▸ What to work on
Your task is to extract every entry that follows word for word while excluding the pictures.

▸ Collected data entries
::::::::::
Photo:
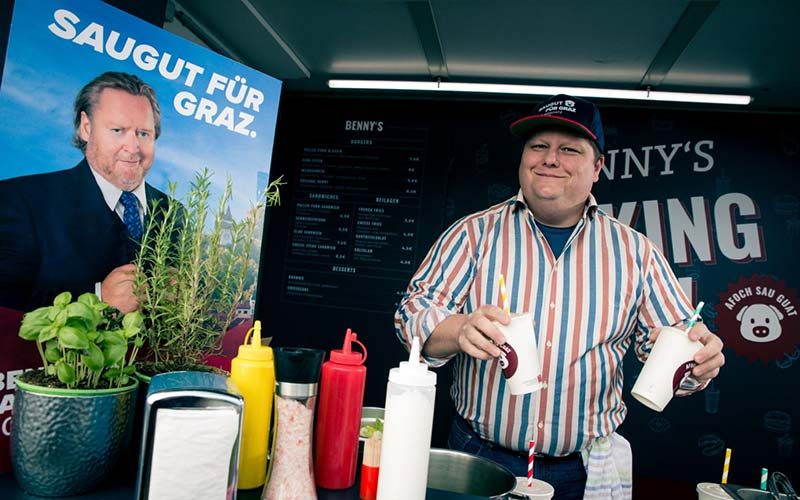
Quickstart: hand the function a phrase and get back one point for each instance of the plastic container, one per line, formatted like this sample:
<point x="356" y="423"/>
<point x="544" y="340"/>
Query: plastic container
<point x="253" y="371"/>
<point x="297" y="372"/>
<point x="341" y="398"/>
<point x="407" y="428"/>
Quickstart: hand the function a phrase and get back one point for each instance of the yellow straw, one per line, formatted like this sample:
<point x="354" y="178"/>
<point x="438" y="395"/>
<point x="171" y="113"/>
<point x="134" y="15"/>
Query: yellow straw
<point x="503" y="295"/>
<point x="726" y="466"/>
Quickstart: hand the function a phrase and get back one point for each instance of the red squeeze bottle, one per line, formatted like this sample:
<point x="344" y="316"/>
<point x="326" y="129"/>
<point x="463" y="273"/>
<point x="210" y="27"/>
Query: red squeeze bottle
<point x="340" y="401"/>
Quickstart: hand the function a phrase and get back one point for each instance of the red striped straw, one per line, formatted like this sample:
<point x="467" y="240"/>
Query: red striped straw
<point x="530" y="465"/>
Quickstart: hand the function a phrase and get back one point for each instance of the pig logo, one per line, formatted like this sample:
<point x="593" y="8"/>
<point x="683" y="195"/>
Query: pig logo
<point x="760" y="322"/>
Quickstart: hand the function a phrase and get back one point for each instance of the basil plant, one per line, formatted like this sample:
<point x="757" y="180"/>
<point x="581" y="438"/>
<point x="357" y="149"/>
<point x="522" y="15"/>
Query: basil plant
<point x="85" y="344"/>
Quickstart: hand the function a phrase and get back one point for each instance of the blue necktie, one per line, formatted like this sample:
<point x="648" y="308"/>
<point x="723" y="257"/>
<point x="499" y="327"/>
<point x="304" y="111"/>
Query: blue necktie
<point x="131" y="216"/>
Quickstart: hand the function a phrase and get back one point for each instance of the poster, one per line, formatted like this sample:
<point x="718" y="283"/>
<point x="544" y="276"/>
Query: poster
<point x="215" y="114"/>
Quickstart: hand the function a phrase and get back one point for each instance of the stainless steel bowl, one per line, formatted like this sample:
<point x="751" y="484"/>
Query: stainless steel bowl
<point x="460" y="472"/>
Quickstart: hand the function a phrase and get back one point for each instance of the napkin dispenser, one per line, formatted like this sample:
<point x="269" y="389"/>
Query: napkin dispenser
<point x="190" y="438"/>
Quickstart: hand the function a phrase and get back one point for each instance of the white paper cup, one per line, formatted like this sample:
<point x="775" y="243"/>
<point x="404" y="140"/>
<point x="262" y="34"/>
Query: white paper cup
<point x="539" y="490"/>
<point x="519" y="356"/>
<point x="669" y="363"/>
<point x="711" y="491"/>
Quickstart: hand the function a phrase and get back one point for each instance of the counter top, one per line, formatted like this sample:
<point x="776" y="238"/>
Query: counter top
<point x="10" y="490"/>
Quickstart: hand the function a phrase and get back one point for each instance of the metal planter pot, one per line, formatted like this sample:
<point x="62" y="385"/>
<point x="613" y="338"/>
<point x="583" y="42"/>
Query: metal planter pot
<point x="66" y="443"/>
<point x="460" y="472"/>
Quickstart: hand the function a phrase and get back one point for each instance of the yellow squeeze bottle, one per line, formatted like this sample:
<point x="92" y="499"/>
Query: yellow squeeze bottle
<point x="253" y="371"/>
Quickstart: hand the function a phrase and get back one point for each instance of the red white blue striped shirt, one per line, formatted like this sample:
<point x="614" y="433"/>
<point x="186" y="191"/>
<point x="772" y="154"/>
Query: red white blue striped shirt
<point x="608" y="289"/>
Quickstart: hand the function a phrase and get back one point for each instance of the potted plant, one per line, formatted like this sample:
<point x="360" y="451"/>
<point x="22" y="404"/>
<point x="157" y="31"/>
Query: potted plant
<point x="195" y="266"/>
<point x="73" y="419"/>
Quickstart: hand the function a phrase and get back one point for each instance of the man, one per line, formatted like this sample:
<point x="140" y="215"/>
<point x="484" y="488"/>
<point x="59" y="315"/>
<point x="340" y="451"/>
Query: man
<point x="594" y="287"/>
<point x="77" y="230"/>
::::::::::
▸ Result below
Photo:
Quickstart: hand the function a phrase and get back one point for each instance of the plastic container, one per line, formatted like this sample:
<point x="356" y="423"/>
<point x="544" y="340"/>
Query: plastic container
<point x="253" y="371"/>
<point x="297" y="372"/>
<point x="341" y="398"/>
<point x="407" y="428"/>
Quickstart: hand the function a phrase and get back one point for each instance of the yellow straw, one per line, formatted like this sample:
<point x="354" y="178"/>
<point x="438" y="395"/>
<point x="171" y="113"/>
<point x="134" y="15"/>
Query: yellow straw
<point x="503" y="295"/>
<point x="726" y="466"/>
Quickstart: hand the function a phrase and get back one point for each instance of the red squeeze bottle, one per line, formatted like this sample:
<point x="344" y="316"/>
<point x="326" y="129"/>
<point x="463" y="273"/>
<point x="210" y="27"/>
Query: red squeeze bottle
<point x="340" y="401"/>
Quickstart: hand the function a phrase and get back one point for each instance of the red striped straw, one per line, formatted like this sample:
<point x="467" y="240"/>
Query: red striped straw
<point x="530" y="465"/>
Quickstart: hand the function a phrase and get back one point for each instance of the pig logo, one per line, formatted like this sample:
<point x="593" y="8"/>
<point x="683" y="195"/>
Query: pig logo
<point x="760" y="322"/>
Quickstart: hand the function a phrase and get back one point for each instance of the basil plant, one per line, formatted like this sample:
<point x="757" y="180"/>
<point x="581" y="438"/>
<point x="357" y="149"/>
<point x="522" y="15"/>
Query: basil plant
<point x="85" y="344"/>
Quickstart: hand the function a phrase and get back one point for each instance of the blue necktie, one per line, formatted like this sample:
<point x="648" y="308"/>
<point x="723" y="257"/>
<point x="499" y="327"/>
<point x="304" y="111"/>
Query: blue necktie
<point x="131" y="216"/>
Quickstart: hand the function a phrase and get back one point for each instance of the poster, one per line, formatted like this sample:
<point x="718" y="283"/>
<point x="544" y="276"/>
Query: poster
<point x="215" y="114"/>
Quickstart: hand the function a phrase and get back one point for each instance of the stainless steel bowl, one per line, formatted like this sample:
<point x="751" y="484"/>
Query: stainless steel bowl
<point x="460" y="472"/>
Quickstart: hand the function a phrase and get back one point for each instance of the napkin dispenser, one per line, formatted like this sample:
<point x="269" y="389"/>
Query: napkin dispenser
<point x="190" y="438"/>
Quickstart: hand the function a phrase and get back one point for each instance of the white paper cup, one per line, formatted like this sample:
<point x="775" y="243"/>
<point x="404" y="140"/>
<point x="262" y="34"/>
Query: white paper cup
<point x="539" y="490"/>
<point x="519" y="356"/>
<point x="669" y="363"/>
<point x="711" y="491"/>
Quickstart: hand the function a phrase and get back one point for each instance of the counter top, one per line, formatted like this sample:
<point x="776" y="238"/>
Query: counter top
<point x="10" y="490"/>
Quickstart: hand the function a phrase and get back one point for each instance of the metal planter pot, one per line, formatted like this sample:
<point x="62" y="385"/>
<point x="613" y="338"/>
<point x="583" y="42"/>
Query: metal planter pot
<point x="66" y="443"/>
<point x="460" y="472"/>
Quickstart: hand the function a phrase and get back one point for each instance of the yellow squeeze bottle, one per line, formatted like this sample:
<point x="92" y="499"/>
Query: yellow squeeze bottle
<point x="253" y="371"/>
Quickstart: hand the function a phrase and get back one point for each instance of the red white blue striped shirt, one per line, formatted like this sample:
<point x="614" y="433"/>
<point x="186" y="191"/>
<point x="772" y="154"/>
Query: red white blue striped shirt
<point x="608" y="289"/>
Quickstart: hand the function a phrase and get back one point for each instance of the potted plant, one per line, formatted like this sample:
<point x="360" y="451"/>
<point x="22" y="404"/>
<point x="157" y="31"/>
Query: potted plant
<point x="195" y="266"/>
<point x="73" y="419"/>
Quickstart: hand the function a phrase and get back one point for each instance of the man, one per line, formatted like this sample:
<point x="140" y="215"/>
<point x="484" y="488"/>
<point x="59" y="315"/>
<point x="340" y="451"/>
Query: man
<point x="594" y="287"/>
<point x="77" y="230"/>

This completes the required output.